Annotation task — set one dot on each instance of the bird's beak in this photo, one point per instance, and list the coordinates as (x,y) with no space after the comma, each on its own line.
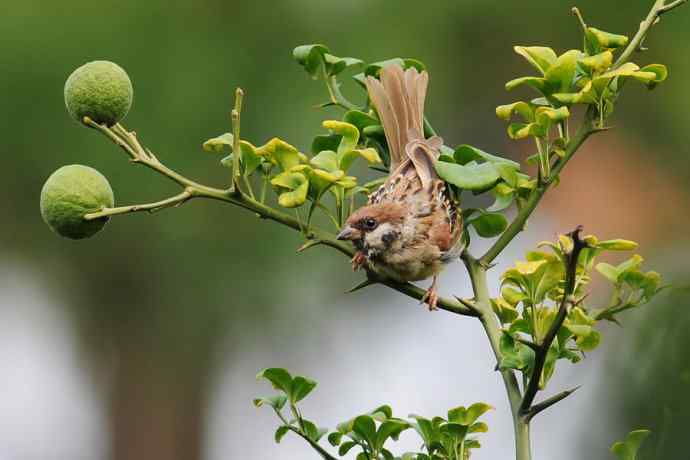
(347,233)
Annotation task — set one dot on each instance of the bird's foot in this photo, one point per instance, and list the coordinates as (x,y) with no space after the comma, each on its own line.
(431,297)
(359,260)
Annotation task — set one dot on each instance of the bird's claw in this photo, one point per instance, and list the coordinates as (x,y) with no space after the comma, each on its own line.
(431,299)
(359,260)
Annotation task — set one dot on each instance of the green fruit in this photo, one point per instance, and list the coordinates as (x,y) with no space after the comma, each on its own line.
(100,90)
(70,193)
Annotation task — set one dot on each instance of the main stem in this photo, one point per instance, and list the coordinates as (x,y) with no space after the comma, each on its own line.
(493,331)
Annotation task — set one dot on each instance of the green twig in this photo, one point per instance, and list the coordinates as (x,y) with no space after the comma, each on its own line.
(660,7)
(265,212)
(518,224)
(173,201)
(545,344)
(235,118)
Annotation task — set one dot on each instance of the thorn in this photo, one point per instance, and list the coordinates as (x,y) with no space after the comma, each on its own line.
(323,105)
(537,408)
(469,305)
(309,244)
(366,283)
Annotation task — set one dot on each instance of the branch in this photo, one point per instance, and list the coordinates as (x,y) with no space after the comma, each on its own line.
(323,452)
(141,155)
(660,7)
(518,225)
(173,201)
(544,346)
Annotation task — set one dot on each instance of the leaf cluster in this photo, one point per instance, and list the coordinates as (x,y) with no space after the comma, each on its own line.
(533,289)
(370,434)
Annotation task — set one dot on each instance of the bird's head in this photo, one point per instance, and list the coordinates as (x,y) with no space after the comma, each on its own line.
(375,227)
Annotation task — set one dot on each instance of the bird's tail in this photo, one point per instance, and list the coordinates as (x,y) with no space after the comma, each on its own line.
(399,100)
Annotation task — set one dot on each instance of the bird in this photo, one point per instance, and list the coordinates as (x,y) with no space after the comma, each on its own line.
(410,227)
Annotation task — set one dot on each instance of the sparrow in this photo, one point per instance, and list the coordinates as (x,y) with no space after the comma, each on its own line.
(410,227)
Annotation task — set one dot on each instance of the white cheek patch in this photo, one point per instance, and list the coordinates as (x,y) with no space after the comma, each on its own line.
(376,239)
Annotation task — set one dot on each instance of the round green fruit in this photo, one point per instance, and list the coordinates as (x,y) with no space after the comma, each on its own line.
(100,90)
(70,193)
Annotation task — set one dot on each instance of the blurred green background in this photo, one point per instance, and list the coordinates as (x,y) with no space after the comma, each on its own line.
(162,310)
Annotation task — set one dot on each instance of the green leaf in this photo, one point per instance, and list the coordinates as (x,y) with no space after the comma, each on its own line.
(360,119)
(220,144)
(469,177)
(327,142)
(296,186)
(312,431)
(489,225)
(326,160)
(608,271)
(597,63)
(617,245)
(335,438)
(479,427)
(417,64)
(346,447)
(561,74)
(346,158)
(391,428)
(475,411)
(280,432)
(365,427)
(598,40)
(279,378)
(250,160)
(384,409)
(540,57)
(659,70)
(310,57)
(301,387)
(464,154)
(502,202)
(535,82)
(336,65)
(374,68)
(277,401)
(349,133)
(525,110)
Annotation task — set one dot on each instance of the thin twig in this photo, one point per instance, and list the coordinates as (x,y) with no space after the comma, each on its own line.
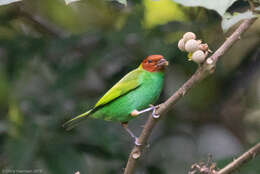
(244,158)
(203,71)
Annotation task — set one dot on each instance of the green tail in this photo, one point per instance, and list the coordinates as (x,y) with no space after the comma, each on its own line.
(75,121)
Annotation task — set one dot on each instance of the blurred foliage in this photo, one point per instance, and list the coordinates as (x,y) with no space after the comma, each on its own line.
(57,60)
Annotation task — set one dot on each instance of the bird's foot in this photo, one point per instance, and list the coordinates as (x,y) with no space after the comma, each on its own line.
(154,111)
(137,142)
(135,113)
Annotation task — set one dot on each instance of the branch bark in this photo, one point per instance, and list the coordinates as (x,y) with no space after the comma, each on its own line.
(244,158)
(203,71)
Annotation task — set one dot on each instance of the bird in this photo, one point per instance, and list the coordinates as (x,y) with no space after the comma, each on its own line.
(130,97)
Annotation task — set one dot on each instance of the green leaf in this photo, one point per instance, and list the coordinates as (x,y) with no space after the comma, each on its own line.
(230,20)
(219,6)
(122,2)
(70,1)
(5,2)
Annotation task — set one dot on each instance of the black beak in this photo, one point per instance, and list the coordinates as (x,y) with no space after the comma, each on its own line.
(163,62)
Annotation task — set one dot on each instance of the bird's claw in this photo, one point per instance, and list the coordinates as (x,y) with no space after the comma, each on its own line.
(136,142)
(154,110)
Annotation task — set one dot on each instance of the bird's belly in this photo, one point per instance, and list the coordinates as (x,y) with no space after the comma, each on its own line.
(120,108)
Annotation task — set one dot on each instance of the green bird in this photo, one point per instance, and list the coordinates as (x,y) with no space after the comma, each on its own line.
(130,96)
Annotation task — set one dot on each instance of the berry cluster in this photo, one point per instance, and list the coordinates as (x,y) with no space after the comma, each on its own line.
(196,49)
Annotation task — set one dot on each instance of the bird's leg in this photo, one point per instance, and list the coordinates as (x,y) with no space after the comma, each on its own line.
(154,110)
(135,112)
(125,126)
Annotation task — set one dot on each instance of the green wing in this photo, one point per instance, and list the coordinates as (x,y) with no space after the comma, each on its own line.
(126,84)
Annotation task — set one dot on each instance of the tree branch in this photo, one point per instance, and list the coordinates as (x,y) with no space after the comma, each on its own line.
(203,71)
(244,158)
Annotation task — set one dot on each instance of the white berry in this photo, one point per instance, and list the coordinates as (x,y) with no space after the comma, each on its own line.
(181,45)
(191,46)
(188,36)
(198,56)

= = = =

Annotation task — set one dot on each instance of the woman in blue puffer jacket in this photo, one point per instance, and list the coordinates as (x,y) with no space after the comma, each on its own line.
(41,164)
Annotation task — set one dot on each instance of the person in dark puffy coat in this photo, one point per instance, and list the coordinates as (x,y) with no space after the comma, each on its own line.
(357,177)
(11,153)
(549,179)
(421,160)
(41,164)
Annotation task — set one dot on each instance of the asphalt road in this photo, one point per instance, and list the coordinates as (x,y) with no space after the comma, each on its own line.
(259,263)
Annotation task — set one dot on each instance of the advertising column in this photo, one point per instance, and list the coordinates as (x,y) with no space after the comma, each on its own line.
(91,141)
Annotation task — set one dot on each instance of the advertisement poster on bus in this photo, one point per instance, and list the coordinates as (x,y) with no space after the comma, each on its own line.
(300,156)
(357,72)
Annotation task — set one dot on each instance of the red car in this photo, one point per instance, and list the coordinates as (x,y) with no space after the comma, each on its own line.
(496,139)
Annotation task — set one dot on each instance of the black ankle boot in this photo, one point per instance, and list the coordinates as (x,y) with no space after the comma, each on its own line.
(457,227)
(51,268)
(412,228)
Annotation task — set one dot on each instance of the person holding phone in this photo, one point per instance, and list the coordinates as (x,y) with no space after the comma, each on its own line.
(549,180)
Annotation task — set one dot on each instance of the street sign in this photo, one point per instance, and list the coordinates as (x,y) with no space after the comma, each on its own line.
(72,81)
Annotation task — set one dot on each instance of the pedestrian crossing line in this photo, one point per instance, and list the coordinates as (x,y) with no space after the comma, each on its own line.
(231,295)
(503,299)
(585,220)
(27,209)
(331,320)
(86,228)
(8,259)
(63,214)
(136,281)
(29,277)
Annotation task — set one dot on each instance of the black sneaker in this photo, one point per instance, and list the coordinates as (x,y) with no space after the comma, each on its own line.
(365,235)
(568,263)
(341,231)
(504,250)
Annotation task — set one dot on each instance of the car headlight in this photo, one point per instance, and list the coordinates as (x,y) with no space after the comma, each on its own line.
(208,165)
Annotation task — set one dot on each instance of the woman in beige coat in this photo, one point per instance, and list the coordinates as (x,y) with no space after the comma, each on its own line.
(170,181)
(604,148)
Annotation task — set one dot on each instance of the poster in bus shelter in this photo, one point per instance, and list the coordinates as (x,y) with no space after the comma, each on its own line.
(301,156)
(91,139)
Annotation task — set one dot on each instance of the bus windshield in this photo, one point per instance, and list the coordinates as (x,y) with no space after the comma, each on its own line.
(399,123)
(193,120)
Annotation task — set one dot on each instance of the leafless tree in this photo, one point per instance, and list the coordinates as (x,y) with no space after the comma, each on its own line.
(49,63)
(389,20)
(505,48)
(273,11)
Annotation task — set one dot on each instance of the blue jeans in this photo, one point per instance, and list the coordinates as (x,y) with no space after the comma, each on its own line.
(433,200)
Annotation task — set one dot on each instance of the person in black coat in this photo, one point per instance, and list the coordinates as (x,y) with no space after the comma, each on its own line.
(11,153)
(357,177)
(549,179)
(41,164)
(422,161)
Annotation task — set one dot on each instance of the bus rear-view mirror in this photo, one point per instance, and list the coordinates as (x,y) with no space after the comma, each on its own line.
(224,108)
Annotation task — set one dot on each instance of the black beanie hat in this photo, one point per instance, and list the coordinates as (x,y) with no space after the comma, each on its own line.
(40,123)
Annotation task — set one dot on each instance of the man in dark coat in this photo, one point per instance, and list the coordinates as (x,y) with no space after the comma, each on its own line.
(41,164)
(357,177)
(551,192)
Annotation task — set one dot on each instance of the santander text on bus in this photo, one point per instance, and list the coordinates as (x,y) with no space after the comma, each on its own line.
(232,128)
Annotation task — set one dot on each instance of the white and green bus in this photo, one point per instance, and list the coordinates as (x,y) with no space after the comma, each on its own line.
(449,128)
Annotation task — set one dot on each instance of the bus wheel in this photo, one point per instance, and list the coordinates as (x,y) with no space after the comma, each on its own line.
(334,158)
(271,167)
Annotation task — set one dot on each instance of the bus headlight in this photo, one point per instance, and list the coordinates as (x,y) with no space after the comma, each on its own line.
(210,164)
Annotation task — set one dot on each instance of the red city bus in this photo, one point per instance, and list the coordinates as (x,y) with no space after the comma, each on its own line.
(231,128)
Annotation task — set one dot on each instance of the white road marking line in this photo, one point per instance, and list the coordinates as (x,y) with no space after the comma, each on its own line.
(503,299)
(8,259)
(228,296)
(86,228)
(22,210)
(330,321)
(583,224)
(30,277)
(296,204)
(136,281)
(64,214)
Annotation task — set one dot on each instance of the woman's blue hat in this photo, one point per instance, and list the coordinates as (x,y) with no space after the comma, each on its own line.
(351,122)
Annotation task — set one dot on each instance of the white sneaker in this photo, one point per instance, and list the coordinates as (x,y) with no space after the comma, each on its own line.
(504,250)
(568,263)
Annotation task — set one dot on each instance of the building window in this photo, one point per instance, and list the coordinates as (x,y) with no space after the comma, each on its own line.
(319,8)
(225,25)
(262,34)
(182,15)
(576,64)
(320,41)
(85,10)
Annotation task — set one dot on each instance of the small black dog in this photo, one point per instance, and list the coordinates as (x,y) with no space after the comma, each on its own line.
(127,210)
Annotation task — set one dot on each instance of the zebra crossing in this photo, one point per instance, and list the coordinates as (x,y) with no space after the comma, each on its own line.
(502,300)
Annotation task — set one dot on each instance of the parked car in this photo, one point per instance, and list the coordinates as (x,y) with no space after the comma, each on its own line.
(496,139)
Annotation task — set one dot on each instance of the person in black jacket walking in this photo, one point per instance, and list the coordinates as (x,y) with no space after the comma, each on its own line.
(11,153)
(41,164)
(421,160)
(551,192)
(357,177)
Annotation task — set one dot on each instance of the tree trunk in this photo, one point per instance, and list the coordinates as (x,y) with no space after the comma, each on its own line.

= = = =

*Directions for this task*:
How many of the lines above contain the string "text"? Treat uppercase and lowercase as different, and reply with the number only.

*In response*:
1